Text provided ->

There was then begun a magazine department which was to be classed among the most clear-cut pieces of successful work achieved by The Ladies’ Home Journal.
Step by step, the new departure won its way, and was welcomed eagerly by thousands of young mothers. It was not long before the warmest commendation from physicians all over the country was received. Promptness of response and thoroughness of diagnosis were, of course, the keynotes of the service: where the cases were urgent, the special delivery post and, later, the night-letter telegraph service were used.
The plan is now in its eleventh year of successful operation. Some idea of the enormous extent of its service can be gathered from the amazing figures that, at the close of the tenth year, show over forty thousand prospective mothers have been advised, while the number of babies actually “raised” by Doctor Coolidge approaches eighty thousand. Fully ninety-five of every hundred of these babies registered have remained under the monthly letter-care of Doctor Coolidge until their first year, when the mothers receive a diet list which has proved so effective for future guidance that many mothers cease to report regularly. Eighty-five out of every hundred babies have remained in the registry until their graduation at the age of two. Over eight large sets of library drawers are required for the records of the babies always under the supervision of the registry.

Given material ->
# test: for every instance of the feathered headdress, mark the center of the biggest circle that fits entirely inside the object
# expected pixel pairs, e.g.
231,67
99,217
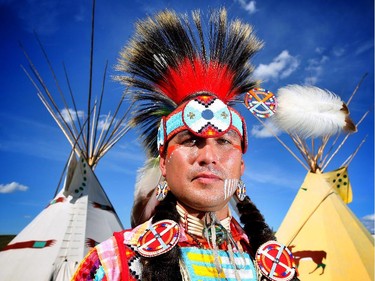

Work order -> Copy out the entire passage on The Ladies' Home Journal's service for young mothers, word for word.

Result of the task ->
There was then begun a magazine department which was to be classed among the most clear-cut pieces of successful work achieved by The Ladies’ Home Journal.
Step by step, the new departure won its way, and was welcomed eagerly by thousands of young mothers. It was not long before the warmest commendation from physicians all over the country was received. Promptness of response and thoroughness of diagnosis were, of course, the keynotes of the service: where the cases were urgent, the special delivery post and, later, the night-letter telegraph service were used.
The plan is now in its eleventh year of successful operation. Some idea of the enormous extent of its service can be gathered from the amazing figures that, at the close of the tenth year, show over forty thousand prospective mothers have been advised, while the number of babies actually “raised” by Doctor Coolidge approaches eighty thousand. Fully ninety-five of every hundred of these babies registered have remained under the monthly letter-care of Doctor Coolidge until their first year, when the mothers receive a diet list which has proved so effective for future guidance that many mothers cease to report regularly. Eighty-five out of every hundred babies have remained in the registry until their graduation at the age of two. Over eight large sets of library drawers are required for the records of the babies always under the supervision of the registry.